— Start —

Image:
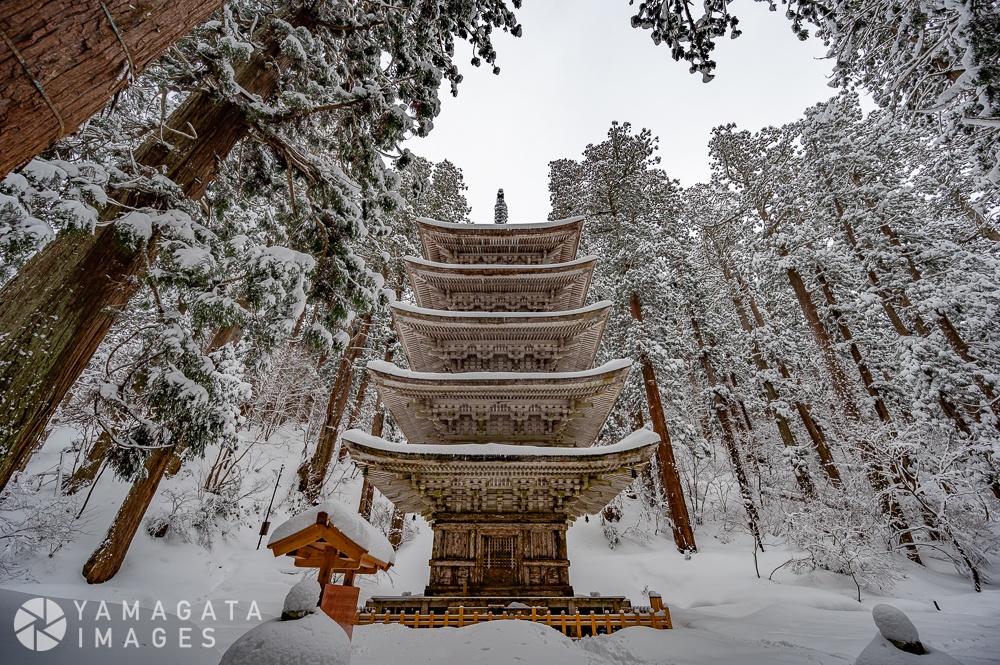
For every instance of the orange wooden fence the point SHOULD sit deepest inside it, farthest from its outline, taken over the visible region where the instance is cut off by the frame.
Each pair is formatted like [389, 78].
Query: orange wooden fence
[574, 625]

— End —
— Start —

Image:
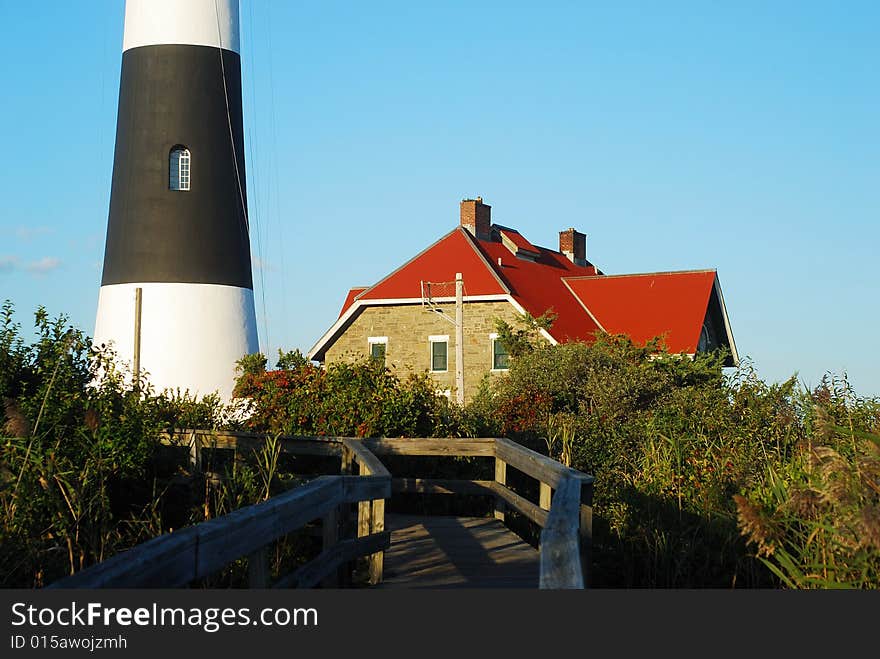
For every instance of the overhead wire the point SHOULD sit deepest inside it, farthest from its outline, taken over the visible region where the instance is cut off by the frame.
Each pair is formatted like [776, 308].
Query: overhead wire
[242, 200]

— End —
— Start —

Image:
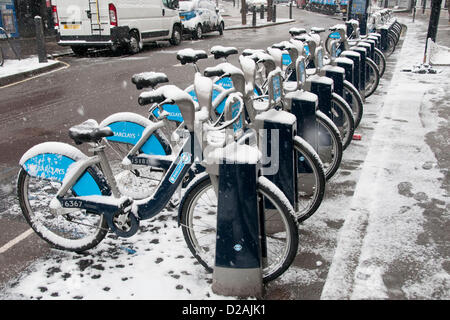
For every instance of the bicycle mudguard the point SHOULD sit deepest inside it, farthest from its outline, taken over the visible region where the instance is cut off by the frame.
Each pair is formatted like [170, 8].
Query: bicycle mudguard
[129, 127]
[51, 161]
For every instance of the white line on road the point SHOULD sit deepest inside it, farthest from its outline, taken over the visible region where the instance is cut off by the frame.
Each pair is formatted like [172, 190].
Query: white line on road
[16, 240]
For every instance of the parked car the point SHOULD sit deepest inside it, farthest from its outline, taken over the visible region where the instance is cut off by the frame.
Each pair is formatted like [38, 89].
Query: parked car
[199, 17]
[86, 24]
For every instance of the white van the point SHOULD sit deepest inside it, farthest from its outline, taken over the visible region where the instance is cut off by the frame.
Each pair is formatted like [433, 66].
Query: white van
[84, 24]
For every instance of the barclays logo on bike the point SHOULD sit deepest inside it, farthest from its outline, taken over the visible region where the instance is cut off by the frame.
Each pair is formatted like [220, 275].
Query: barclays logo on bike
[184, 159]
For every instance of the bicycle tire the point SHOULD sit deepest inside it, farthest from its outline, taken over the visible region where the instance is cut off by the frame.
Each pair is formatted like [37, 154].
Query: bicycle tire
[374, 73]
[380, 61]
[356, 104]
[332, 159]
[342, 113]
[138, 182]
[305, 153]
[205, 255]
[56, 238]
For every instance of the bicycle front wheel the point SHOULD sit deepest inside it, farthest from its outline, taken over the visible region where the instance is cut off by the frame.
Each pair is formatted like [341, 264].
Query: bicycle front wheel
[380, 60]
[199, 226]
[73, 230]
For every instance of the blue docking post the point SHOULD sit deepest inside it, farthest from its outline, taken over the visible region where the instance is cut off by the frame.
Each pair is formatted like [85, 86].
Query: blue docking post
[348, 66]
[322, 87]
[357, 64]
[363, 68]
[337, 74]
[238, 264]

— End —

TASK DIRECTIONS
How many lines in the records above contain the word "parked"? Reply with the number alone.

WRITTEN REPLY
2